• **Given data**:

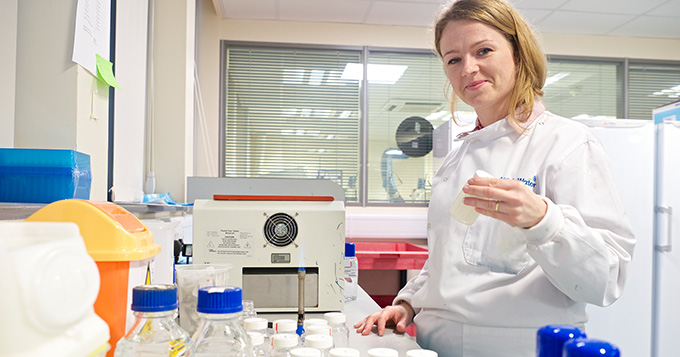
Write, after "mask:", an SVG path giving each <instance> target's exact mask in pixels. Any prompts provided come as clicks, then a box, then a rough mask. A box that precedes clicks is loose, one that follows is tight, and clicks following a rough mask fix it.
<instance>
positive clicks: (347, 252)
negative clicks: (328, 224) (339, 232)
mask: <svg viewBox="0 0 680 357" xmlns="http://www.w3.org/2000/svg"><path fill="white" fill-rule="evenodd" d="M356 256H357V255H356V246H355V245H354V243H349V242H348V243H345V257H356Z"/></svg>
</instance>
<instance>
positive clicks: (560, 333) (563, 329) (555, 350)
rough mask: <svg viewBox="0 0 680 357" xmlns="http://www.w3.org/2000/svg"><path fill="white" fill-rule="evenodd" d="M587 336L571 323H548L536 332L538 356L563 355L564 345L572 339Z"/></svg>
mask: <svg viewBox="0 0 680 357" xmlns="http://www.w3.org/2000/svg"><path fill="white" fill-rule="evenodd" d="M581 337H586V334H585V332H583V331H581V329H579V328H578V327H576V326H571V325H546V326H543V327H541V328H540V329H538V332H536V357H562V347H563V346H564V344H565V343H566V342H567V341H569V340H572V339H575V338H581Z"/></svg>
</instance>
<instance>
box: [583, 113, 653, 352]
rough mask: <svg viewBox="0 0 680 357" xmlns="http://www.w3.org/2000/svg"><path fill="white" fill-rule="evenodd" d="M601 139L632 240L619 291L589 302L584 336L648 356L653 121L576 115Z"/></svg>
mask: <svg viewBox="0 0 680 357" xmlns="http://www.w3.org/2000/svg"><path fill="white" fill-rule="evenodd" d="M581 122H583V123H584V124H586V125H588V126H589V127H590V128H591V130H593V132H594V133H595V135H597V137H598V138H599V139H600V141H601V142H602V145H603V146H604V149H605V151H606V152H607V155H608V156H609V161H610V163H611V168H612V173H613V175H614V180H615V184H616V188H617V190H618V192H619V195H620V196H621V200H622V201H623V205H624V207H625V210H626V215H627V216H628V219H629V221H630V223H631V225H632V226H633V230H634V232H635V236H636V238H637V244H636V246H635V251H634V253H633V261H632V263H631V267H630V270H629V275H628V279H627V281H626V286H625V288H624V292H623V295H622V296H621V297H620V298H619V299H618V300H617V301H616V302H614V303H613V304H612V305H610V306H607V307H599V306H594V305H589V306H588V307H587V310H586V311H587V312H588V315H589V321H588V323H586V333H587V334H588V337H591V338H596V339H601V340H605V341H608V342H611V343H613V344H615V345H617V346H618V347H619V348H620V349H621V351H622V352H623V353H625V355H626V356H648V355H649V353H650V350H651V338H652V337H651V332H650V331H651V326H652V308H651V306H652V282H651V279H650V277H651V276H652V255H653V253H652V251H653V237H652V231H653V182H654V180H653V179H654V175H653V172H654V124H653V123H652V122H651V121H648V120H626V119H616V120H581Z"/></svg>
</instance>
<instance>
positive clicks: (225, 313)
mask: <svg viewBox="0 0 680 357" xmlns="http://www.w3.org/2000/svg"><path fill="white" fill-rule="evenodd" d="M196 311H198V312H202V313H204V314H233V313H235V312H240V311H243V291H242V290H241V288H239V287H235V286H206V287H203V288H200V289H198V303H197V304H196Z"/></svg>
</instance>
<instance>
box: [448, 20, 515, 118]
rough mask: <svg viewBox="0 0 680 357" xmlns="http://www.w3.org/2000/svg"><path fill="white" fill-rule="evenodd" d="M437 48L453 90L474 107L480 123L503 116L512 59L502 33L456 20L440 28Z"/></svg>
mask: <svg viewBox="0 0 680 357" xmlns="http://www.w3.org/2000/svg"><path fill="white" fill-rule="evenodd" d="M439 49H440V51H441V53H442V56H443V60H444V69H445V71H446V76H447V77H448V79H449V82H451V86H452V87H453V90H454V92H455V93H456V95H457V96H458V97H459V98H460V99H461V100H462V101H463V102H465V103H467V104H468V105H469V106H471V107H473V108H474V109H475V111H476V112H477V115H478V116H479V119H480V120H482V124H483V125H485V126H486V125H488V124H490V123H493V122H495V121H497V120H499V119H502V118H504V117H506V116H507V114H508V106H509V103H510V102H509V101H510V95H511V93H512V90H513V88H514V86H515V61H514V58H513V53H512V45H511V44H510V42H508V40H507V39H506V38H505V36H503V34H502V33H501V32H500V31H498V30H496V29H495V28H493V27H491V26H489V25H486V24H483V23H481V22H478V21H472V20H456V21H452V22H450V23H449V24H448V25H446V27H445V28H444V31H443V32H442V35H441V40H440V42H439Z"/></svg>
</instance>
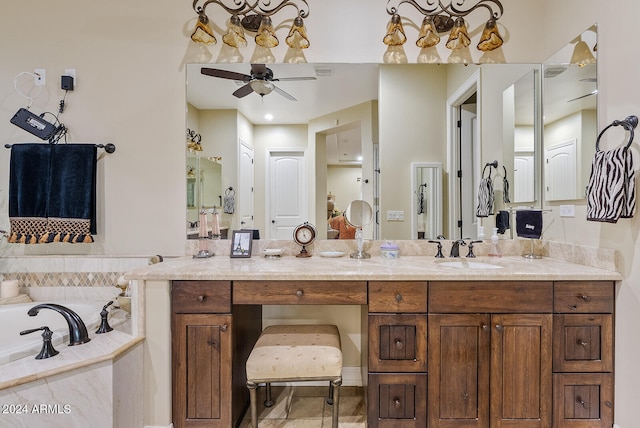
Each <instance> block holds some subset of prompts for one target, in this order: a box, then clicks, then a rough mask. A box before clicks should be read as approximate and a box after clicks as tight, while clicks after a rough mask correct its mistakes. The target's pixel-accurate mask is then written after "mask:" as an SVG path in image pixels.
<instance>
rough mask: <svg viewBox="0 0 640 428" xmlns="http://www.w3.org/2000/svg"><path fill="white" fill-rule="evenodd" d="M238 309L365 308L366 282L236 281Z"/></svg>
mask: <svg viewBox="0 0 640 428" xmlns="http://www.w3.org/2000/svg"><path fill="white" fill-rule="evenodd" d="M233 303H234V304H235V305H251V304H263V305H366V304H367V283H366V282H365V281H234V283H233Z"/></svg>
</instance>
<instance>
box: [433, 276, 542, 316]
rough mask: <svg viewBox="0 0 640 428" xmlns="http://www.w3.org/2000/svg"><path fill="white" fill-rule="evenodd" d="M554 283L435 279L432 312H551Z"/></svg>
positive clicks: (525, 312) (527, 312) (495, 312)
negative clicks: (435, 279)
mask: <svg viewBox="0 0 640 428" xmlns="http://www.w3.org/2000/svg"><path fill="white" fill-rule="evenodd" d="M552 309H553V283H552V282H547V281H467V282H462V281H435V282H430V283H429V312H431V313H467V314H468V313H518V312H521V313H522V312H524V313H546V312H548V313H551V312H552Z"/></svg>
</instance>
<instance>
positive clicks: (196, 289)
mask: <svg viewBox="0 0 640 428" xmlns="http://www.w3.org/2000/svg"><path fill="white" fill-rule="evenodd" d="M171 305H172V308H173V312H174V313H177V314H179V313H182V314H197V313H202V314H205V313H228V312H231V283H230V282H229V281H173V283H172V285H171Z"/></svg>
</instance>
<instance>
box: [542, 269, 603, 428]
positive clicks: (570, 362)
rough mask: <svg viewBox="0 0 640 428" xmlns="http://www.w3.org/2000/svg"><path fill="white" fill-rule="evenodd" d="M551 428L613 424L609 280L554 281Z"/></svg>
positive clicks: (562, 427) (591, 425) (598, 427)
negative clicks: (598, 280) (553, 408)
mask: <svg viewBox="0 0 640 428" xmlns="http://www.w3.org/2000/svg"><path fill="white" fill-rule="evenodd" d="M554 289H555V296H556V298H555V301H554V309H555V312H556V314H554V319H553V328H554V335H553V341H554V344H553V352H554V355H553V371H554V374H553V383H554V403H555V408H554V425H553V426H554V427H555V428H600V427H610V426H612V425H613V306H614V305H613V301H614V285H613V283H612V282H587V281H563V282H556V283H555V285H554Z"/></svg>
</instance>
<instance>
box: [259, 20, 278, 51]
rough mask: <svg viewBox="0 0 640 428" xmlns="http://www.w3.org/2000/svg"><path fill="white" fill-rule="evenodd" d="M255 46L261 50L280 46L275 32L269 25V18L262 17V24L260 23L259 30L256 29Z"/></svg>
mask: <svg viewBox="0 0 640 428" xmlns="http://www.w3.org/2000/svg"><path fill="white" fill-rule="evenodd" d="M256 44H257V45H258V46H262V47H263V48H275V47H276V46H278V45H279V44H280V41H279V40H278V38H277V37H276V30H275V29H274V28H273V24H272V23H271V18H270V17H268V16H263V17H262V22H260V28H258V34H257V35H256Z"/></svg>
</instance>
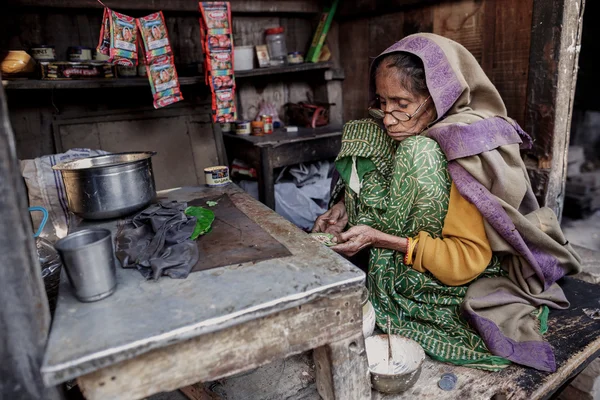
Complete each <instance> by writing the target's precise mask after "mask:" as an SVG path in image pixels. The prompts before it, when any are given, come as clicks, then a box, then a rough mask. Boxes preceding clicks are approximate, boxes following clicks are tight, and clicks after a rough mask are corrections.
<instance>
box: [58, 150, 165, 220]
mask: <svg viewBox="0 0 600 400" xmlns="http://www.w3.org/2000/svg"><path fill="white" fill-rule="evenodd" d="M155 154H156V153H155V152H132V153H113V154H107V155H102V156H95V157H88V158H82V159H79V160H74V161H69V162H65V163H62V164H57V165H55V166H53V167H52V168H53V169H54V170H57V171H60V173H61V175H62V178H63V181H64V184H65V190H66V194H67V202H68V206H69V210H70V211H71V212H73V213H74V214H76V215H78V216H80V217H82V218H85V219H109V218H118V217H122V216H125V215H128V214H131V213H133V212H135V211H138V210H140V209H142V208H144V207H145V206H147V205H148V204H150V202H152V201H153V200H154V198H155V197H156V188H155V184H154V174H153V173H152V160H151V157H152V156H153V155H155Z"/></svg>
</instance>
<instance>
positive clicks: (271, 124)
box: [260, 115, 273, 135]
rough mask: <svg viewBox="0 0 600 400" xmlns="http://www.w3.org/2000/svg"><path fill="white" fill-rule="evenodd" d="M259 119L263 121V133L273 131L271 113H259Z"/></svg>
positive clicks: (265, 132)
mask: <svg viewBox="0 0 600 400" xmlns="http://www.w3.org/2000/svg"><path fill="white" fill-rule="evenodd" d="M260 119H261V121H262V122H263V124H264V126H263V132H264V134H265V135H270V134H271V133H273V116H272V115H261V116H260Z"/></svg>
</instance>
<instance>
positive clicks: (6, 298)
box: [0, 88, 60, 400]
mask: <svg viewBox="0 0 600 400" xmlns="http://www.w3.org/2000/svg"><path fill="white" fill-rule="evenodd" d="M0 193H1V194H2V195H0V210H1V213H0V238H2V240H0V254H1V255H2V256H1V258H0V260H1V261H0V271H1V274H2V277H1V278H0V327H1V328H0V337H1V338H2V340H0V360H2V362H1V363H0V399H11V400H21V399H22V400H28V399H31V400H37V399H50V400H52V399H58V398H60V395H59V392H58V390H56V389H55V388H51V389H46V388H45V387H44V384H43V382H42V377H41V374H40V366H41V364H42V358H43V355H44V349H45V346H46V338H47V335H48V328H49V326H50V312H49V311H48V301H47V299H46V293H45V290H44V283H43V281H42V277H41V269H40V265H39V260H38V257H37V254H36V250H35V245H34V242H33V231H32V226H31V218H30V217H29V214H28V212H27V201H26V195H25V190H24V187H23V178H22V177H21V173H20V171H19V165H18V163H17V156H16V149H15V138H14V135H13V132H12V127H11V125H10V120H9V116H8V108H7V106H6V101H5V98H4V89H3V88H0Z"/></svg>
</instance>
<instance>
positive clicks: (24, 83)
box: [2, 62, 333, 90]
mask: <svg viewBox="0 0 600 400" xmlns="http://www.w3.org/2000/svg"><path fill="white" fill-rule="evenodd" d="M332 67H333V63H331V62H322V63H304V64H298V65H285V66H282V67H268V68H256V69H251V70H248V71H238V72H236V73H235V77H236V79H244V78H250V77H257V76H268V75H279V74H290V73H297V72H305V71H317V70H326V69H331V68H332ZM179 83H180V85H182V86H189V85H196V84H201V85H204V77H203V76H193V77H180V78H179ZM2 86H4V88H5V89H7V90H8V89H102V88H120V87H121V88H123V87H136V86H150V85H149V83H148V79H147V78H117V79H78V80H56V81H52V80H41V79H15V80H3V81H2Z"/></svg>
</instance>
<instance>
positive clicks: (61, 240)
mask: <svg viewBox="0 0 600 400" xmlns="http://www.w3.org/2000/svg"><path fill="white" fill-rule="evenodd" d="M54 247H56V250H58V253H59V254H60V257H61V259H62V261H63V265H64V266H65V269H66V271H67V276H68V277H69V282H71V287H72V288H73V291H74V293H75V297H77V299H78V300H79V301H83V302H90V301H97V300H101V299H104V298H106V297H108V296H110V295H111V294H113V293H114V291H115V289H116V288H117V277H116V266H115V259H114V250H113V244H112V237H111V233H110V231H109V230H108V229H100V228H89V229H82V230H80V231H77V232H74V233H71V234H69V235H67V236H66V237H64V238H62V239H60V240H59V241H57V242H56V244H55V246H54Z"/></svg>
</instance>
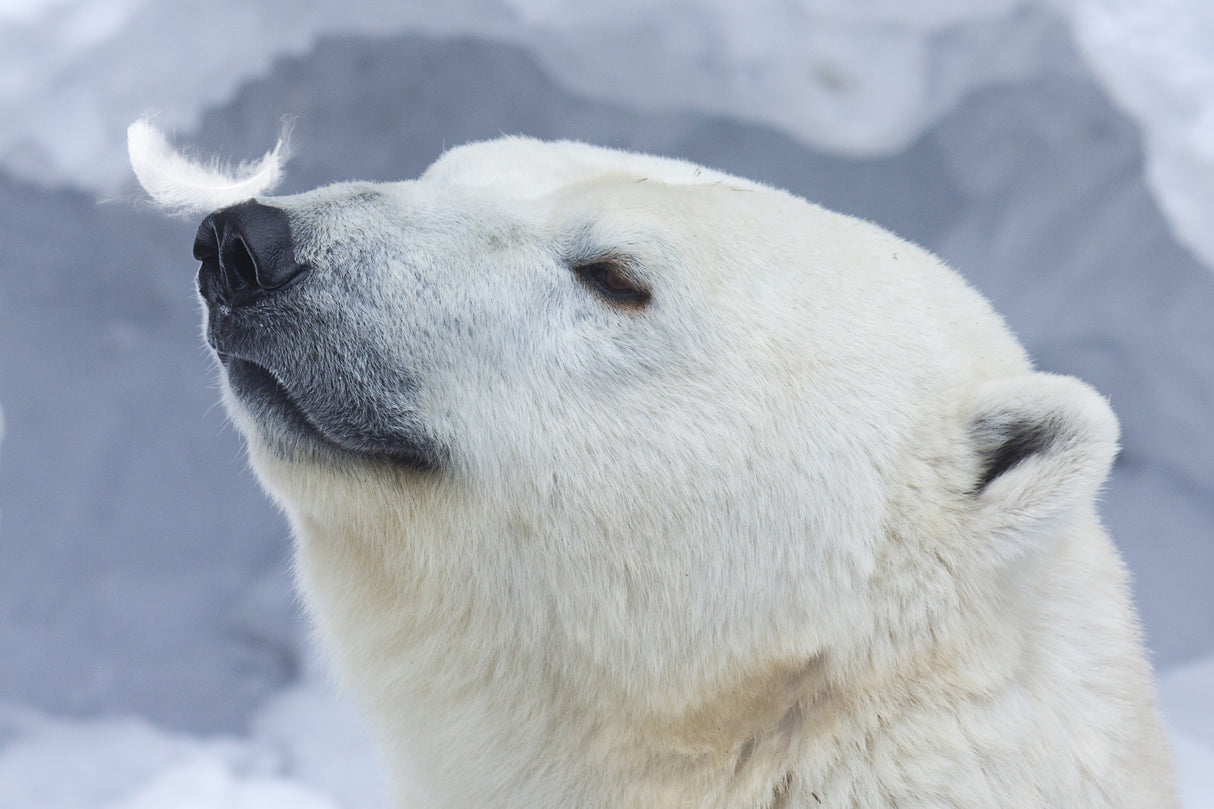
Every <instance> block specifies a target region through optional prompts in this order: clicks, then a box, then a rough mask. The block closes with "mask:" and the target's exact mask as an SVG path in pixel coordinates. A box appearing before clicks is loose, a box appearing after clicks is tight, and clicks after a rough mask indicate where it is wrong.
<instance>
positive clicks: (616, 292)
mask: <svg viewBox="0 0 1214 809" xmlns="http://www.w3.org/2000/svg"><path fill="white" fill-rule="evenodd" d="M573 272H574V273H577V276H578V278H579V279H582V283H584V284H586V285H588V287H590V288H591V289H594V290H595V292H596V293H599V294H600V295H601V296H602V298H605V299H607V301H609V302H612V304H623V305H626V306H637V307H640V306H645V305H646V304H648V302H649V298H651V296H652V293H651V292H649V289H648V288H647V287H645V285H643V284H640V283H637V282H636V281H634V279H632V278H630V277H629V276H628V275H626V273H625V272H624V271H623V270H622V268H620V266H619V265H618V264H615V262H613V261H591V262H590V264H580V265H578V266H575V267H574V268H573Z"/></svg>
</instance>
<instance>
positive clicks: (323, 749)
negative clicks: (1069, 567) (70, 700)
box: [0, 656, 1214, 809]
mask: <svg viewBox="0 0 1214 809" xmlns="http://www.w3.org/2000/svg"><path fill="white" fill-rule="evenodd" d="M1212 684H1214V656H1210V657H1209V658H1207V660H1204V661H1199V662H1197V663H1193V664H1191V666H1187V667H1184V668H1181V669H1178V671H1175V672H1174V673H1172V674H1170V675H1168V677H1165V678H1164V679H1163V681H1162V684H1161V695H1162V702H1163V708H1164V714H1165V717H1167V719H1168V720H1169V722H1170V724H1172V726H1173V728H1174V730H1175V732H1174V739H1175V748H1176V758H1178V763H1179V768H1180V786H1181V794H1182V800H1184V804H1182V805H1184V807H1185V808H1186V809H1214V689H1212V688H1210V686H1212ZM373 760H374V756H373V754H371V752H370V749H369V748H368V745H367V740H365V739H364V736H363V735H362V732H361V730H359V728H358V725H357V720H356V719H354V717H353V714H352V713H351V711H350V709H348V707H346V706H345V705H344V703H341V702H340V701H337V700H336V698H334V697H333V696H330V692H329V690H328V689H327V688H325V686H323V685H316V684H307V685H300V686H295V688H293V689H290V690H288V691H287V692H284V694H283V695H280V696H278V697H276V698H274V700H272V701H271V702H270V703H268V705H267V706H266V707H263V708H262V709H261V711H260V712H259V714H257V715H256V717H255V719H254V723H253V731H251V732H250V734H249V735H248V736H244V737H231V736H228V737H215V736H212V737H191V736H186V735H182V734H175V732H170V731H165V730H163V729H159V728H155V726H153V725H151V724H148V723H146V722H143V720H140V719H130V718H127V719H107V720H92V722H79V720H76V722H70V720H64V719H52V718H47V717H45V715H38V714H35V713H33V712H30V711H28V709H16V708H7V709H5V708H0V807H13V808H18V807H19V808H24V807H30V808H33V807H38V809H380V808H384V807H386V805H387V804H386V802H385V797H384V792H382V785H381V779H380V776H379V774H378V773H376V771H375V770H374V768H373V766H371V762H373ZM405 788H407V790H408V785H407V786H405ZM409 797H412V798H413V799H414V802H415V803H412V804H409V805H419V807H420V805H426V804H425V802H424V797H422V796H421V794H420V793H419V792H414V793H412V794H410V796H409Z"/></svg>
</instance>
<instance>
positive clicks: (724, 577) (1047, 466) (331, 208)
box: [194, 137, 1176, 809]
mask: <svg viewBox="0 0 1214 809" xmlns="http://www.w3.org/2000/svg"><path fill="white" fill-rule="evenodd" d="M194 254H195V258H197V259H199V260H200V262H202V267H200V270H199V275H198V285H199V290H200V294H202V299H203V302H204V310H205V333H206V340H208V343H209V344H210V346H211V347H212V349H214V351H215V356H216V357H217V360H219V364H220V367H221V369H222V373H221V377H222V380H223V383H222V385H223V398H225V401H226V404H227V408H228V411H229V413H231V417H232V418H233V420H234V422H236V424H237V425H238V426H239V429H240V431H242V432H243V434H244V435H245V436H246V440H248V452H249V456H250V459H251V464H253V468H254V469H255V470H256V474H257V475H259V477H260V480H261V481H262V483H263V486H265V488H266V490H267V491H268V492H270V494H271V496H272V497H273V499H274V500H276V502H277V503H278V504H279V505H280V507H282V509H283V510H284V511H285V514H287V516H288V517H289V521H290V524H291V526H293V528H294V534H295V537H296V541H297V578H299V585H300V588H301V590H302V593H304V595H305V599H306V602H307V605H308V609H310V611H311V615H312V616H313V617H314V621H316V626H317V627H318V630H319V635H320V638H322V639H323V643H324V645H325V646H327V647H328V649H330V650H331V652H333V656H334V661H335V667H336V669H337V672H339V674H340V678H341V680H342V683H344V684H345V685H346V686H348V689H350V690H351V691H352V692H353V694H354V695H356V697H357V698H358V700H359V702H361V705H362V706H363V708H364V709H365V713H367V715H368V717H369V720H370V722H371V723H373V724H374V726H375V729H376V731H378V735H379V737H380V740H381V742H382V749H384V758H385V762H386V764H387V766H388V769H390V770H391V771H392V773H395V774H401V773H413V774H415V775H414V776H410V777H416V779H418V782H416V783H415V785H413V788H414V790H418V788H420V791H421V792H422V793H424V794H425V797H426V800H427V802H429V803H427V805H433V807H443V808H455V807H481V808H507V807H509V808H517V807H527V808H531V809H537V808H548V807H551V808H557V807H560V808H561V809H566V808H568V807H580V808H605V809H606V808H608V807H609V808H613V809H619V808H626V807H636V808H643V809H656V808H662V807H671V808H674V807H680V808H682V807H696V808H704V809H709V808H713V809H726V808H728V809H777V808H778V809H792V808H794V807H795V808H809V809H818V808H834V807H838V808H843V807H846V808H875V807H890V808H892V807H900V808H902V809H906V808H908V807H957V808H961V807H964V808H966V809H974V808H977V807H1060V808H1061V807H1065V808H1067V809H1078V808H1094V807H1150V808H1152V809H1158V808H1161V807H1173V805H1176V799H1175V797H1174V791H1173V786H1172V774H1170V762H1169V752H1168V743H1167V740H1165V736H1164V731H1163V730H1162V726H1161V722H1159V719H1158V715H1157V712H1156V707H1155V697H1153V694H1152V689H1153V686H1152V674H1151V672H1150V667H1148V666H1147V663H1146V661H1145V656H1144V651H1142V649H1141V645H1140V641H1139V628H1138V622H1136V617H1135V615H1134V611H1133V607H1131V605H1130V602H1129V600H1128V598H1127V589H1125V588H1127V583H1125V572H1124V570H1123V567H1122V562H1121V561H1119V559H1118V556H1117V554H1116V551H1114V549H1113V547H1112V544H1111V542H1110V541H1108V538H1107V537H1106V534H1105V532H1104V530H1102V528H1101V525H1100V521H1099V519H1097V514H1096V508H1095V498H1096V494H1097V491H1099V488H1100V486H1101V483H1102V481H1104V479H1105V477H1106V475H1107V473H1108V470H1110V465H1111V463H1112V459H1113V456H1114V453H1116V445H1117V439H1118V428H1117V422H1116V419H1114V417H1113V414H1112V412H1111V411H1110V407H1108V404H1107V403H1106V401H1105V400H1104V398H1101V397H1100V396H1099V395H1097V394H1096V392H1095V391H1093V390H1091V389H1090V387H1088V386H1087V385H1084V384H1083V383H1080V381H1078V380H1076V379H1072V378H1066V377H1057V375H1053V374H1046V373H1040V372H1037V370H1034V369H1033V367H1032V364H1031V362H1029V360H1028V358H1027V357H1026V353H1025V351H1023V350H1022V349H1021V346H1020V345H1019V344H1017V341H1016V340H1015V339H1014V338H1012V336H1011V334H1010V333H1009V330H1008V328H1006V327H1005V326H1004V323H1003V322H1002V321H1000V318H999V317H998V316H997V315H995V313H994V312H993V311H992V309H991V307H989V306H988V304H987V302H986V301H985V300H983V299H982V298H981V296H980V295H978V294H977V293H975V292H974V290H972V289H971V288H970V287H968V285H966V284H965V283H964V282H963V281H961V279H960V278H959V277H958V276H957V275H955V273H954V272H952V271H951V270H948V268H947V267H944V266H943V265H942V264H941V262H940V261H938V260H937V259H935V258H934V256H932V255H930V254H929V253H926V251H925V250H923V249H920V248H918V247H915V245H913V244H909V243H907V242H904V241H901V239H898V238H897V237H895V236H892V234H890V233H887V232H885V231H883V230H880V228H879V227H877V226H874V225H872V224H868V222H863V221H860V220H856V219H852V217H849V216H844V215H839V214H834V213H829V211H827V210H823V209H822V208H818V207H816V205H812V204H810V203H807V202H805V200H802V199H799V198H796V197H793V196H792V194H788V193H784V192H782V191H778V189H775V188H770V187H765V186H761V185H758V183H755V182H750V181H747V180H743V179H739V177H733V176H728V175H725V174H720V172H716V171H713V170H709V169H705V168H702V166H696V165H692V164H688V163H683V162H679V160H671V159H660V158H654V157H645V155H637V154H631V153H624V152H618V151H611V149H603V148H595V147H590V146H586V145H580V143H572V142H557V143H544V142H539V141H534V140H528V138H521V137H506V138H503V140H497V141H492V142H484V143H476V145H471V146H464V147H460V148H456V149H453V151H450V152H448V153H446V154H444V155H442V157H441V158H439V159H438V162H437V163H435V164H433V165H432V166H431V168H430V169H429V170H427V171H426V172H425V174H424V175H422V176H421V177H420V179H419V180H416V181H409V182H396V183H369V182H352V183H341V185H333V186H328V187H323V188H319V189H316V191H312V192H308V193H302V194H297V196H285V197H265V196H262V197H256V198H255V199H249V200H246V202H242V203H239V204H236V205H229V207H226V208H223V209H221V210H219V211H216V213H212V214H211V215H209V216H206V217H205V220H204V221H203V224H202V226H200V227H199V230H198V238H197V242H195V245H194Z"/></svg>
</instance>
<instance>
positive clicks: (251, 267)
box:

• **Exercise description**:
Proceeding from the line containing "positive clicks: (323, 749)" through the line containing "negative clicks: (1069, 567) (70, 700)", transcribe the lines above exactly, both end lines included.

• **Result**:
positive clicks: (323, 749)
negative clicks: (1069, 567) (70, 700)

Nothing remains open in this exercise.